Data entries
..............................

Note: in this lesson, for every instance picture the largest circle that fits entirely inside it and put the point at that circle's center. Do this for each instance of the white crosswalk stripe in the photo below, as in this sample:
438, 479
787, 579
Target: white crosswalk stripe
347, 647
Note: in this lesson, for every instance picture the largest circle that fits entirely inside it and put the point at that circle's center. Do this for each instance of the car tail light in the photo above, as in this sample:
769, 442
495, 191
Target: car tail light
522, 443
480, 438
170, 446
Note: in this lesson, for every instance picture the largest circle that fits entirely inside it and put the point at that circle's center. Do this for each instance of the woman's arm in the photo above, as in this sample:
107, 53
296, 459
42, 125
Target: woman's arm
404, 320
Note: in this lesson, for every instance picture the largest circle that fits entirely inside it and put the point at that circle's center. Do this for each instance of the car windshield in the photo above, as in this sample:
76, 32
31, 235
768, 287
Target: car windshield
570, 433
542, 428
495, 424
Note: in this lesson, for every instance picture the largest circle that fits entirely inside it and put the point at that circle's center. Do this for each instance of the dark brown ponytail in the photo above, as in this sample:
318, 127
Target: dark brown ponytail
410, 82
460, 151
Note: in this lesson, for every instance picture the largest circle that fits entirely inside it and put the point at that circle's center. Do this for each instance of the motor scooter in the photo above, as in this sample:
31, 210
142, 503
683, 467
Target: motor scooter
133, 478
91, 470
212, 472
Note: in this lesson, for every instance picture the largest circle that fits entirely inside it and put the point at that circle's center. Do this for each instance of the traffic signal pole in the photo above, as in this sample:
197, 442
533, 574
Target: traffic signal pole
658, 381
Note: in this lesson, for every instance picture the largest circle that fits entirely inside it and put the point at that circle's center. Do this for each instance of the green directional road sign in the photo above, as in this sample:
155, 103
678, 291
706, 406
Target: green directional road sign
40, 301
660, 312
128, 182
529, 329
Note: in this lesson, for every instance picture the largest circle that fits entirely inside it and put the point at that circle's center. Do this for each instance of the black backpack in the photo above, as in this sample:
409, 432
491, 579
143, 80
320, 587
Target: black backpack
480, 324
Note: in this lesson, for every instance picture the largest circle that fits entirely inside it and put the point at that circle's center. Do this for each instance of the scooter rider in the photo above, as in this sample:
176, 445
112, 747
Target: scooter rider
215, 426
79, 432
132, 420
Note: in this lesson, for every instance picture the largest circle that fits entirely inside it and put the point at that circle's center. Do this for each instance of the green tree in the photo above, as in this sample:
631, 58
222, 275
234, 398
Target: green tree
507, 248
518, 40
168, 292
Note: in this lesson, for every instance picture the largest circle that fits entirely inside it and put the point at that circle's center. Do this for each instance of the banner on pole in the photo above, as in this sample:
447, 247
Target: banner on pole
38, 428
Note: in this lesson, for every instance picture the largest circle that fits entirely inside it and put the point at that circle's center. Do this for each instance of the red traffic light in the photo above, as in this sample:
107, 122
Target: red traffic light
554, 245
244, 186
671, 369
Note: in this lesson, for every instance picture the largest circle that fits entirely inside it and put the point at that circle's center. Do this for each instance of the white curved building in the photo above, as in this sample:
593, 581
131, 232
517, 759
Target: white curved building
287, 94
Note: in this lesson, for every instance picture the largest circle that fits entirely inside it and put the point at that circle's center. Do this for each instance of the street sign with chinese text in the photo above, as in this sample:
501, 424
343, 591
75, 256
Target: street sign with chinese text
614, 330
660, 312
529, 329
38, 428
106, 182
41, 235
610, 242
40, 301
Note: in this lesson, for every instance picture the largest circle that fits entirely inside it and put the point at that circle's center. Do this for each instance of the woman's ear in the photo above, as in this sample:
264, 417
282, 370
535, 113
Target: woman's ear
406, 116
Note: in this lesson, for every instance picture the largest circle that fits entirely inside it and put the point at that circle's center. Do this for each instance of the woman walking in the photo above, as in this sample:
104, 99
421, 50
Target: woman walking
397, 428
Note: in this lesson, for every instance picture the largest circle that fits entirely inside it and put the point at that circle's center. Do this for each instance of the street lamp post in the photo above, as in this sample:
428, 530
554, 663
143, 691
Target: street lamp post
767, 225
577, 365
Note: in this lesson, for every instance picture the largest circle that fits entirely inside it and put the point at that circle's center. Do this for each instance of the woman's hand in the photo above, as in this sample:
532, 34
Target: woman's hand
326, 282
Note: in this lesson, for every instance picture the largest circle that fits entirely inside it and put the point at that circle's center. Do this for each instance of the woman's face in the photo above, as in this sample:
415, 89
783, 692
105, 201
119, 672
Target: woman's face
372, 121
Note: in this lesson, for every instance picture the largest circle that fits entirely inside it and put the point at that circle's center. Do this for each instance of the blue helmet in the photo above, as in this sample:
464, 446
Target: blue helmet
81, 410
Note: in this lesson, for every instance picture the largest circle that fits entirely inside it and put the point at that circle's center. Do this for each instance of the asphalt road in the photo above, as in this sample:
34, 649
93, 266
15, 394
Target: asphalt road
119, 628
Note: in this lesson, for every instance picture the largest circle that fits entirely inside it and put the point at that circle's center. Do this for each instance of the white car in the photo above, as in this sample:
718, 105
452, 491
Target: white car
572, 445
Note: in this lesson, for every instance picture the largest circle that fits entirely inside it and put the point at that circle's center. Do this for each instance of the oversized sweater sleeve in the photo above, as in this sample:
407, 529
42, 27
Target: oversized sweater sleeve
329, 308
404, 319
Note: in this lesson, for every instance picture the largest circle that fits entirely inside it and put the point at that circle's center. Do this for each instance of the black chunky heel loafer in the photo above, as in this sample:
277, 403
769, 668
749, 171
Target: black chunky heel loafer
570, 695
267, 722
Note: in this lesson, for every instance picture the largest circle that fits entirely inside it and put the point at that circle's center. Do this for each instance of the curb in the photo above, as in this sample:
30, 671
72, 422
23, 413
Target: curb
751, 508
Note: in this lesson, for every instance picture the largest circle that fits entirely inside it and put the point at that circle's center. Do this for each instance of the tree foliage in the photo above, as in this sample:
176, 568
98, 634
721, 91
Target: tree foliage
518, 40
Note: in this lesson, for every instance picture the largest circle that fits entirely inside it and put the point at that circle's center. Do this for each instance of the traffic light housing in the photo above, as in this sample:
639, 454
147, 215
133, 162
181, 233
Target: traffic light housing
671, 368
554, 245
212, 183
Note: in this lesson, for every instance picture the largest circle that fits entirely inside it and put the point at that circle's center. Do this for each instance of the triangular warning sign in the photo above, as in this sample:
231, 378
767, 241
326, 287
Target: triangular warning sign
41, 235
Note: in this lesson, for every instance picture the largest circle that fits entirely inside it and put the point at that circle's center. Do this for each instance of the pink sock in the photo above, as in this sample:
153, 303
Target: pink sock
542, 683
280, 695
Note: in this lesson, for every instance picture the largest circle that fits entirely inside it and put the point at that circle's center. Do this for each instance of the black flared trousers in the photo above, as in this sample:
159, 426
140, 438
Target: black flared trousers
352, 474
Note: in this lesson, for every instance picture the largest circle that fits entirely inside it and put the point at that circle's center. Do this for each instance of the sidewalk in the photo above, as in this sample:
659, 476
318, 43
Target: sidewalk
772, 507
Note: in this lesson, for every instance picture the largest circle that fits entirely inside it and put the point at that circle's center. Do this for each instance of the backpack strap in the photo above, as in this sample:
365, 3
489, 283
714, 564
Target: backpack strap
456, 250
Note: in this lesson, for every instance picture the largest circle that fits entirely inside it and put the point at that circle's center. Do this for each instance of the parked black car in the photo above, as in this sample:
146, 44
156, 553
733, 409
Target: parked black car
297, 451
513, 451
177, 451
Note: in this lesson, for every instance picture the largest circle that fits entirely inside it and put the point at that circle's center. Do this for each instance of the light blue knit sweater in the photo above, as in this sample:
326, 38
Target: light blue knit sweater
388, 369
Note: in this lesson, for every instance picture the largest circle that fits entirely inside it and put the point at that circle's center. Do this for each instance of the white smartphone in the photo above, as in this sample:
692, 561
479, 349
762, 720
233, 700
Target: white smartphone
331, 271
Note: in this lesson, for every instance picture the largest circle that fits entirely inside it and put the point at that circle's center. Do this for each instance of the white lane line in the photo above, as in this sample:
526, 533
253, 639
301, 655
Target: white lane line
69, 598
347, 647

..............................

## AIM OF THE TASK
Copy the stretch from the line containing "of the parked" through the end of the data, renaming "white smartphone" to "white mobile phone" and leaving all else unchanged.

## WRITTEN SOLUTION
Note: in this lesson, for every instance picture the largest circle that fits entirely inside it and put the point at that circle's center. Do this for each instance of the parked black car in the photo above, as in this sample:
146, 44
156, 553
733, 409
Target: parked black car
297, 451
513, 451
177, 451
Note: in this lesson, for every instance picture the largest circle that fits entirely inside it and put the point at that circle's center. Do this for each instance of the light blue knit sweater in the photo above, as in this sample:
326, 38
Target: light blue knit sweater
388, 369
Note: in this lesson, for every instance picture the largest circle that fits entirely inside it and put the point at that circle's center. Do this for each instance of the white mobile phone in the photo above, as in this sample:
692, 561
479, 349
762, 720
233, 700
Target: white mobile phone
331, 271
Note: in this lesson, for every instance picture the largest circle that fits entirely inside it and put the point at that circle's center. Do this for each instance of the white lane line in the photo above, as in this sample:
526, 533
253, 639
301, 655
Target: white lane line
69, 598
347, 647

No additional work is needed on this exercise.